## SET TASK
Reproduce the lines of the listing below verbatim, omitting the pictures from your answer.

:: RAW DATA ::

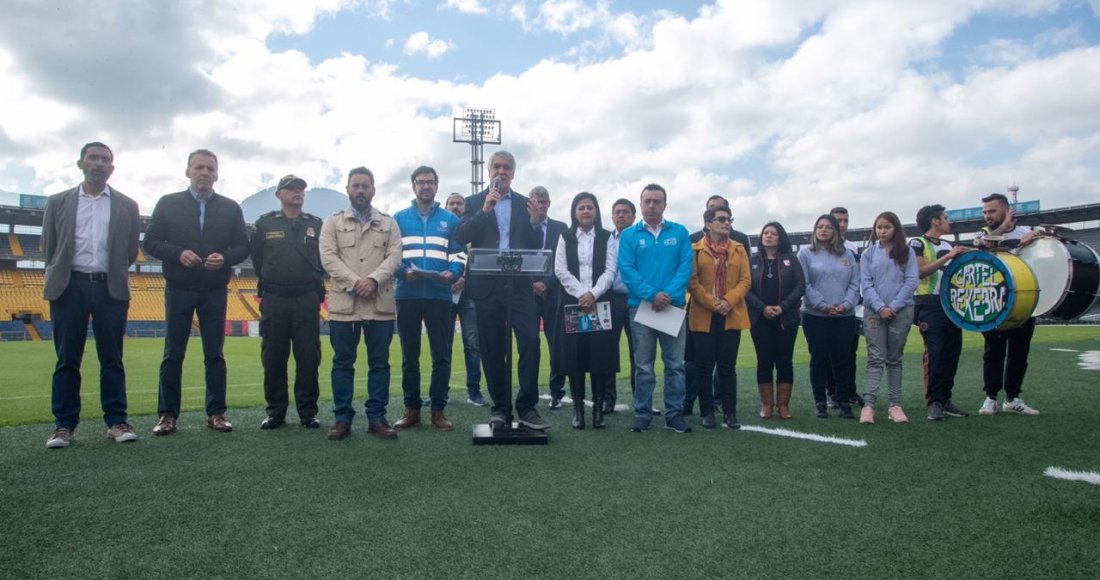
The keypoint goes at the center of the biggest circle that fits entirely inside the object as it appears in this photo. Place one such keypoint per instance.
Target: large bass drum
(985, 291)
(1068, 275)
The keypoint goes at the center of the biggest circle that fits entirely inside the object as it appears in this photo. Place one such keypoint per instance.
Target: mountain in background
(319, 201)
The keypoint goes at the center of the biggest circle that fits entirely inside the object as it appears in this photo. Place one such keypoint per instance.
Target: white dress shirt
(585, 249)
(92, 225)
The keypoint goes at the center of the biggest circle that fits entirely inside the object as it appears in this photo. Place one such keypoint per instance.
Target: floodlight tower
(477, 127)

:::

## SOLUTION TO THIS PROBLEM
The keypoint goes at the center of the biggest circle that fits entirely inside the object as it appears in this photo. Place one such keypoint per instance.
Target: large bass drum
(985, 291)
(1068, 275)
The keypoint goes at the center of the biggest circle that fits entirely inside the object as it appears in this photo. Place one such keypoint per instance.
Target: mountain in background
(319, 201)
The keypoint goes at the center of the biggest circle that fits entirely inside the object as it appears in this photo. Place one such keypoint per instance.
Target: white dress shirt
(585, 249)
(92, 225)
The keypoint goes at the center of the biggest circle that fits entirely inside the object as it appears in this photo. Place one such keypoint per instance.
Target: floodlight tower
(477, 127)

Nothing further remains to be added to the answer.